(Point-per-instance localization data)
================================
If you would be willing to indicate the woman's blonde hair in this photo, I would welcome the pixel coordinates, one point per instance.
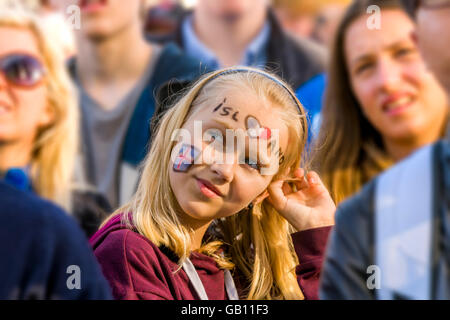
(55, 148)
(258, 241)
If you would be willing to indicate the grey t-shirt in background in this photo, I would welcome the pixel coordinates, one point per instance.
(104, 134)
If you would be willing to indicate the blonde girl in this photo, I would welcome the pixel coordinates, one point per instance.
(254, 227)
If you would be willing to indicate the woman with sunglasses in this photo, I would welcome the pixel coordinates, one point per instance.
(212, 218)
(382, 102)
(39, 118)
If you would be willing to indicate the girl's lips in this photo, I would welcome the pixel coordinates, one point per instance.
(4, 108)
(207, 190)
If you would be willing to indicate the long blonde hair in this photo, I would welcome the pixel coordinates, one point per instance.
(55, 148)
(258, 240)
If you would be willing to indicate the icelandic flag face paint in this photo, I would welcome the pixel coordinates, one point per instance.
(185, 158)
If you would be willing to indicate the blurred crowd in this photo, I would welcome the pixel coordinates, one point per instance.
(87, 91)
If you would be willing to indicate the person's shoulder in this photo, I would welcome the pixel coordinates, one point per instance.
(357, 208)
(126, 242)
================================
▶ **Description of the task**
Begin with the line that contains "If you would be willing to indicate the blonde" and end with the last line of the data. Repeat those two lines and all between them exactly.

▶ **Solution**
If you would be willing to indicate the blonde girl in this photo, I would welcome the pixel coordinates, one point per instance.
(254, 227)
If you would be willing to indicate the woman with sunglasses in this photo, I would welcome the pixel coordinates, one point per instance.
(212, 218)
(382, 102)
(39, 118)
If you would be willing to indicate the girl's lips in this photo, I would welcome the pixel coordinates, one point per instance.
(4, 108)
(207, 190)
If you would be willing to indicate the long blonde hair in this photo, I would welcome the pixel coordinates, one point per instance.
(55, 148)
(258, 240)
If you would be willing to indicate the icelandic flag face paint in this photo, I would welcome the pixel coordinates, one point per instance.
(185, 158)
If you would be willing to indicate the blurred crowd in this photo, I would welcome the pixel coordinates, one point per instance.
(87, 91)
If you would be willing to indicate the person's shoulder in this photo, I would welcome the pixel coordinates, one point per instance.
(357, 208)
(126, 242)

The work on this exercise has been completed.